PROBLEM>
Check every line below for the word "ruined" and copy the ones that have it.
☆ ☆ ☆
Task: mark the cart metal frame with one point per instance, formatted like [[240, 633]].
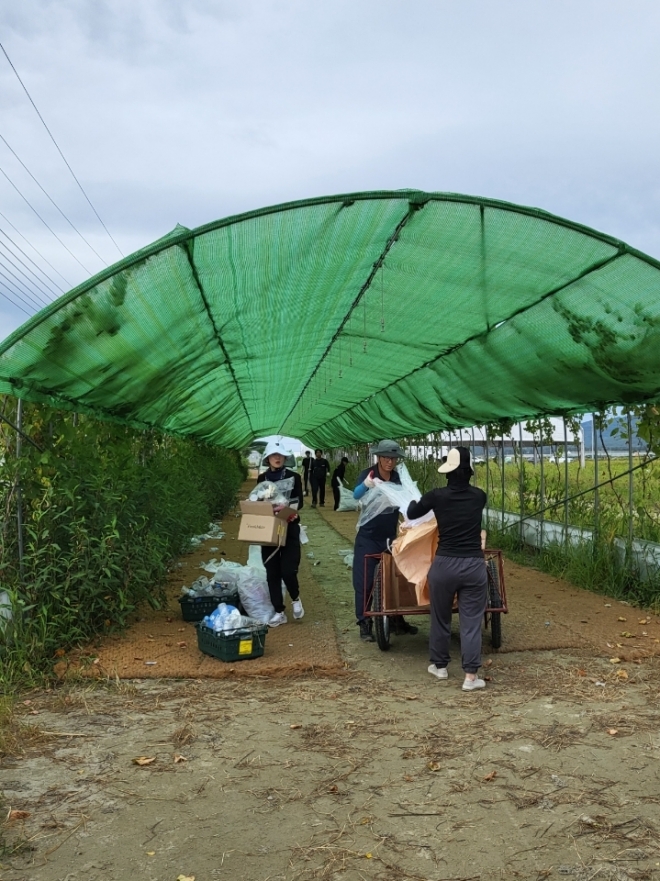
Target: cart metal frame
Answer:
[[390, 595]]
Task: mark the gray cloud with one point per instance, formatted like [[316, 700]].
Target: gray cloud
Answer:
[[186, 112]]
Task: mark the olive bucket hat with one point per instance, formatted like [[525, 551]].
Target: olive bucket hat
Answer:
[[388, 448]]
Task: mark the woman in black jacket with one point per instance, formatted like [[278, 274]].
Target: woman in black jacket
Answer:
[[458, 567]]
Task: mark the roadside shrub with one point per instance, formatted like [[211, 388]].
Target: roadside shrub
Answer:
[[105, 510]]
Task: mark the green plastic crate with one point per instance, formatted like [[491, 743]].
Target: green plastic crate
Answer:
[[244, 644]]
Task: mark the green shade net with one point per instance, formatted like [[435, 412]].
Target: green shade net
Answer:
[[349, 318]]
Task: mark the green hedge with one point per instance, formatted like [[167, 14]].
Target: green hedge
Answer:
[[106, 509]]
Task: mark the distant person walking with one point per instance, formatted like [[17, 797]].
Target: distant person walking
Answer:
[[338, 475], [307, 464], [319, 472], [282, 563]]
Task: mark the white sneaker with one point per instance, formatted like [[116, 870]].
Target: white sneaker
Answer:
[[473, 684]]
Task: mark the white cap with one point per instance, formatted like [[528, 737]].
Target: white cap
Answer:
[[274, 447]]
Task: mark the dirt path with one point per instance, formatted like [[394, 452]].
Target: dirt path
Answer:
[[382, 773]]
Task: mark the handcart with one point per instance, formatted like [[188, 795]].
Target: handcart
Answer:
[[391, 595]]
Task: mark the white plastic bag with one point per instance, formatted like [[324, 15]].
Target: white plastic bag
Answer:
[[346, 500], [253, 591]]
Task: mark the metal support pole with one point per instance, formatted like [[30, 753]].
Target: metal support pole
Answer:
[[487, 464], [502, 466], [631, 486], [563, 419], [542, 488], [594, 417], [19, 495], [521, 482]]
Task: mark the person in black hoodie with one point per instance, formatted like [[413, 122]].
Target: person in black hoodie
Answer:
[[282, 563], [337, 475], [458, 567], [319, 473]]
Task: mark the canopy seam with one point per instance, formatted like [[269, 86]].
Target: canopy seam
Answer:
[[365, 287], [593, 268], [200, 288]]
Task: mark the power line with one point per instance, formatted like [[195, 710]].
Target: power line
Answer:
[[30, 205], [27, 257], [26, 290], [37, 281], [36, 251], [18, 305], [52, 201], [58, 149], [44, 295]]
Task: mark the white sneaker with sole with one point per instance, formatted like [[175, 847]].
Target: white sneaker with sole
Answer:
[[473, 684], [439, 672]]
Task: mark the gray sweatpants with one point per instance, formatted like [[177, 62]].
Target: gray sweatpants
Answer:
[[466, 576]]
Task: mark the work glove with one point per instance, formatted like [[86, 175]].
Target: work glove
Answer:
[[370, 481]]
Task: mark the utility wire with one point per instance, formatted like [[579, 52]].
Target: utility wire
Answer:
[[16, 281], [38, 290], [30, 205], [36, 251], [52, 201], [14, 303], [27, 257], [58, 149]]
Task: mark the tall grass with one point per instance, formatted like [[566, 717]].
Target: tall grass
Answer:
[[105, 511]]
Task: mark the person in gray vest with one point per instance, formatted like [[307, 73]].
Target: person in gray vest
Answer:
[[374, 535], [459, 566]]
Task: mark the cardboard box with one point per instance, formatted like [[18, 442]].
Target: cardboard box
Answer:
[[260, 525]]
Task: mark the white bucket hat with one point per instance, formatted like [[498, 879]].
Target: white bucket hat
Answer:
[[457, 457], [273, 447]]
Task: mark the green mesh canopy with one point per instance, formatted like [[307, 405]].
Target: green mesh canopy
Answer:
[[349, 318]]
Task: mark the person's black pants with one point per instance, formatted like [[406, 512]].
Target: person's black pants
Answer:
[[467, 577], [365, 545], [283, 567], [318, 489]]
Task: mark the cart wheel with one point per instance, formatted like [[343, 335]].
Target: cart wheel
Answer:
[[381, 622], [496, 629]]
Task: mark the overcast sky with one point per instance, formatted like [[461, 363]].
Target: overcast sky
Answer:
[[185, 111]]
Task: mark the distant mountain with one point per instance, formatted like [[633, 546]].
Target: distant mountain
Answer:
[[613, 442]]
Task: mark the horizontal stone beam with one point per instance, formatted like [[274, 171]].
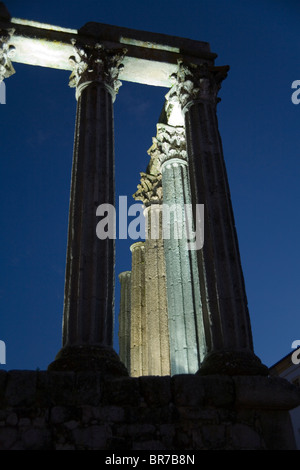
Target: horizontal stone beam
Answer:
[[150, 59]]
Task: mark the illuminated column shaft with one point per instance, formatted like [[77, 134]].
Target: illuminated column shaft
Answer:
[[89, 285], [124, 318], [138, 340], [156, 294], [224, 300]]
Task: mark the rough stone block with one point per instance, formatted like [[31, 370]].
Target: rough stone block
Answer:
[[21, 388], [219, 390], [188, 389], [266, 393], [156, 390], [244, 437], [91, 437], [124, 391], [88, 388]]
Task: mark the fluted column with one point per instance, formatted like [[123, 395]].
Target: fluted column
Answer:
[[7, 52], [227, 326], [124, 318], [89, 284], [138, 325], [156, 305], [187, 345]]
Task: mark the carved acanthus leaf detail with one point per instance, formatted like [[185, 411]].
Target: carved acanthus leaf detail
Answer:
[[6, 53], [149, 190], [95, 63], [196, 82], [170, 142]]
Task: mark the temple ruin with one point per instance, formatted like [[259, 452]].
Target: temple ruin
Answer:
[[185, 335]]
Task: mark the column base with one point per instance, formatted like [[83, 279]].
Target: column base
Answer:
[[232, 363], [88, 357]]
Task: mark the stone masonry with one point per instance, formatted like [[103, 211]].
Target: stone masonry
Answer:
[[42, 410]]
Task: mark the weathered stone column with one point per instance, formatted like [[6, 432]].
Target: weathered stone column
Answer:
[[227, 326], [89, 286], [186, 331], [138, 325], [156, 307], [124, 318], [6, 54]]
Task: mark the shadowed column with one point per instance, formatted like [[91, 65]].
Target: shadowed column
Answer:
[[138, 341], [89, 286], [184, 303], [228, 334], [124, 318]]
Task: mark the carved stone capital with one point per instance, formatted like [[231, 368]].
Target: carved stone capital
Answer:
[[196, 83], [170, 143], [149, 190], [96, 64], [6, 53]]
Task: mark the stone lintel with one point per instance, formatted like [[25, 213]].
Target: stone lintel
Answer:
[[151, 58]]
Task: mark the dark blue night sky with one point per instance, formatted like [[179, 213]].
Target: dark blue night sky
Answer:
[[259, 126]]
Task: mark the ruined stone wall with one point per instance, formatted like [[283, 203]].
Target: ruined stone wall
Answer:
[[43, 410]]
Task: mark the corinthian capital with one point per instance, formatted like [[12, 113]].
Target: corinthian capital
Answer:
[[6, 53], [95, 63], [149, 190], [170, 143], [196, 82]]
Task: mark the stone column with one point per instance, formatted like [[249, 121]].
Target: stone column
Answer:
[[89, 286], [124, 318], [156, 307], [7, 52], [227, 326], [187, 347], [138, 325]]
☆ ☆ ☆
RESPONSE TO THE TASK>
Task: mark the ruined stone wall with one point per instance, formatted like [[283, 203]].
Target: ruined stone wall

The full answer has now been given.